***** SOURCE

Une langue porte, néanmoins, trace des mentalités et de l’histoire. Elle est surtout périodiquement instrumentalisée. L’énoncé grammatical « le masculin l’emporte sur le féminin » est un exemple de l’instrumentalisation d’un fait linguistique sans intention par un discours dominant misogyne.

 

Au terme d’une évolution phonétique et morphologique, le masculin et le neutre du latin se sont confondus en français. Des trois genres latins - masculin, féminin, neutre - n’en sont restés que deux, le masculin portant le neutre car leurs finales devinrent identiques par perte respectives du « s » (de dominus par exemple) et du « m » (de templum par exemple). Le grammairien Grevisse le présente ainsi en parlant « d’indifférencié ». D’autres grammairiens ont, en revanche, expliqué ce fonctionnement par une argumentation sexiste - « Lorsque les deux genres se rencontrent, il faut que le plus noble l’emporte. Le genre masculin est réputé plus noble que le féminin à cause de la supériorité du mâle sur la femelle » écrit le grammairien Beauzée en 1767 reprenant Vaugelas qui en 1647 décrétait déjà « Parce que le genre masculin est le plus noble, il prévaut seul contre deux ou plusieurs féminins, quoiqu’ils soient plus proches de leur adjectif. » C’est cette instrumentalisation politique et bien sûr erronée de la langue que perpétue la formule grammaticale « le masculin l’emporte sur le féminin ». Dire « le masculin porte le neutre en français » ou bien « le masculin joue le rôle de neutre » exprime tout autre chose et a le mérite d’être exact. La première mesure nécessaire serait donc déjà d’enseigner correctement l’histoire de la langue et de modifier la formulation de la règle.

**********
***** LIGNES FOURNIES

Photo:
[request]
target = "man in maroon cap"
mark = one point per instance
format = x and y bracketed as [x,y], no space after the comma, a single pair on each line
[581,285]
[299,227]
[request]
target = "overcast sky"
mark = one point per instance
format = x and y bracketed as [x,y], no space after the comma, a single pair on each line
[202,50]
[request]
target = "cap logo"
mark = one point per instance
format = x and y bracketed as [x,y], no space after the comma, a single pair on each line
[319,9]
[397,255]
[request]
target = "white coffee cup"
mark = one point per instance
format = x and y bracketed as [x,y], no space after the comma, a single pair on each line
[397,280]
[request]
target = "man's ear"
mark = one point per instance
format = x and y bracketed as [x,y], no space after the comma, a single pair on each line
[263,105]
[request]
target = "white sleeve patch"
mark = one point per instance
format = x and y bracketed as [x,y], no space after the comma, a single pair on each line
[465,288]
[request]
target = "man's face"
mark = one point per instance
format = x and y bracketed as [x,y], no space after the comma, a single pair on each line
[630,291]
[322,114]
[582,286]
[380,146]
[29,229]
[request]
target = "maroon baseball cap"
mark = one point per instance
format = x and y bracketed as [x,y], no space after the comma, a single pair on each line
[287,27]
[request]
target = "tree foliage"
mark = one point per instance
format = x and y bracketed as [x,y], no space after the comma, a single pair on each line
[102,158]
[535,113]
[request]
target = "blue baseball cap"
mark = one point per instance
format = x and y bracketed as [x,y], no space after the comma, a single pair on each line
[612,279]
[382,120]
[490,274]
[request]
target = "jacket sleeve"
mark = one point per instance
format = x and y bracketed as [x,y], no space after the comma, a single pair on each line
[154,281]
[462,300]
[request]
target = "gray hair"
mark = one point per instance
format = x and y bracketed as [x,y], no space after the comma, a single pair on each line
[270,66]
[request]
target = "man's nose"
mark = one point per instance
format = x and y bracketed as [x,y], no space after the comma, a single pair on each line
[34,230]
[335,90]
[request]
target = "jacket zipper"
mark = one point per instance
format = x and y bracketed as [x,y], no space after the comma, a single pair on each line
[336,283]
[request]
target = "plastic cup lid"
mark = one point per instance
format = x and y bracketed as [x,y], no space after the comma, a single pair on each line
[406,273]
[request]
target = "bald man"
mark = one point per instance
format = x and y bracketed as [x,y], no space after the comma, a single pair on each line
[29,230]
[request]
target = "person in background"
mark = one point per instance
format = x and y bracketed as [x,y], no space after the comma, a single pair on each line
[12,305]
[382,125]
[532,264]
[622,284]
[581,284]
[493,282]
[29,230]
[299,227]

**********

◆ **CONSIGNES**
#1 Répondez aux questions suivantes d'après la source :
(a) Quelle lettre finale le masculin latin a-t-il perdue, et quelle lettre finale le neutre a-t-il perdue ?
(b) En quelle année Vaugelas a-t-il affirmé que le genre masculin est le plus noble ?
(c) Quel terme Grevisse emploie-t-il pour présenter ce fonctionnement ?
#2 Comptez les lignes fournies qui contiennent la chaîne « sleeve ». Indiquez seulement ce nombre.

◆ **RÉPONSES PAR CONSIGNE**
#1
(a) Le masculin a perdu le « s » (par exemple dans dominus) et le neutre le « m » (par exemple dans templum).
(b) En 1647.
(c) Le terme « indifférencié ».

#2 2